■ **ページ抜粋**

インド映画界唯一の女性監督ファラー・カーンが来日
3月16日(土)、渋谷のシネマライズにて、インド映画『恋する輪廻 オーム・シャンティ・オーム』が公開初日を迎え、インドからはるばる日本にやってきたファラー・カーン監督が舞台挨拶に立った。
インド人は世界一映画が好きな人種と言われている。インド映画界は「ボリウッド」と呼ばれているが、その年間の映画製作本数は1000本に及び、アメリカや日本と比べても3倍以上、もう何十年も昔からぶっちぎり世界一の映画大国の座を長年守り続けている。これがなかなか日本に入ってこないのが残念であるが、美男美女の豪華絢爛な歌と踊り満載、最後には必ずハッピーエンドになるボリウッド映画のこの素晴らしさは、文句を言う前に黙って見よ。日本にも熱心なファンが多く、一度見れば癖になること間違いなしだ。

■ **データ抜粋**
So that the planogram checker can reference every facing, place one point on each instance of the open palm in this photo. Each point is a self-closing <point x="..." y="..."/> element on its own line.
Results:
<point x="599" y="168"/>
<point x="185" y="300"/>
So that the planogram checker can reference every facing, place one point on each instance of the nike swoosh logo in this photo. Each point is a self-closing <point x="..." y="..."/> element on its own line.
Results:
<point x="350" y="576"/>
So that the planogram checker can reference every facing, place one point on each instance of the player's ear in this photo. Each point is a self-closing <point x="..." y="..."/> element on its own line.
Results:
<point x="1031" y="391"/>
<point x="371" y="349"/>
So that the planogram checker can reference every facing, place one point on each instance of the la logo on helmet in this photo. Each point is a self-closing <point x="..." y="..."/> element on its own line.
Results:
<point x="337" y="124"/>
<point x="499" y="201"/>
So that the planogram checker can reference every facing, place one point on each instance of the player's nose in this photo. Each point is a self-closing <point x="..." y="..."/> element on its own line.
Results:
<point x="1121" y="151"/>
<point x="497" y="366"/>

■ **与えられた課題 1**
ファラー・カーン監督来日の記事から、「インド映画界唯一の女性監督ファラー・カーンが来日」から「ば癖になること間違いなしだ。」までを、終わりの部分も含めて一字も変えずに書き写してください。
■ **与えられた課題 2**
ファラー・カーン監督来日の記事の続きを、最後の文のあとから書き進めてください。

■ **正しい答え 1**
インド映画界唯一の女性監督ファラー・カーンが来日
3月16日(土)、渋谷のシネマライズにて、インド映画『恋する輪廻 オーム・シャンティ・オーム』が公開初日を迎え、インドからはるばる日本にやってきたファラー・カーン監督が舞台挨拶に立った。
インド人は世界一映画が好きな人種と言われている。インド映画界は「ボリウッド」と呼ばれているが、その年間の映画製作本数は1000本に及び、アメリカや日本と比べても3倍以上、もう何十年も昔からぶっちぎり世界一の映画大国の座を長年守り続けている。これがなかなか日本に入ってこないのが残念であるが、美男美女の豪華絢爛な歌と踊り満載、最後には必ずハッピーエンドになるボリウッド映画のこの素晴らしさは、文句を言う前に黙って見よ。日本にも熱心なファンが多く、一度見れば癖になること間違いなしだ。

■ **正しい答え 2**
『オーム・シャンティ・オーム』は、そんなボリウッドで、2007年公開映画1000本の中で栄えある頂点に立った作品である。日本円にして36億円を稼いだ大ヒット作だ。これを監督したのが、来日したファラー・カーンである。元は振付師、現在ボリウッドのメジャーシーンではただ一人となる女性監督である。
「ナマステ」と言ってファラー・カーン監督が登場すると、もう会場の熱気がとにかくすごいこと。ありえんくらいの大歓声である。さすがはボリウッド。というのも、ボリウッドでは「マサラシステム」といわれる上映方式があり、観客は映画をみながら一緒に歌ったり踊ったりできるのである。みんなそののりで舞台挨拶を楽しんでいた。現在公開中のシネマライズとシネ・リーブル梅田では金曜日に「マサラシステム上映」を行うという。サリーなどインド風の格好で3人以上で見にくれば特別割引で1000円で鑑賞もできるから、友達と映画館ではっちゃけに行くのも乙なものだろう。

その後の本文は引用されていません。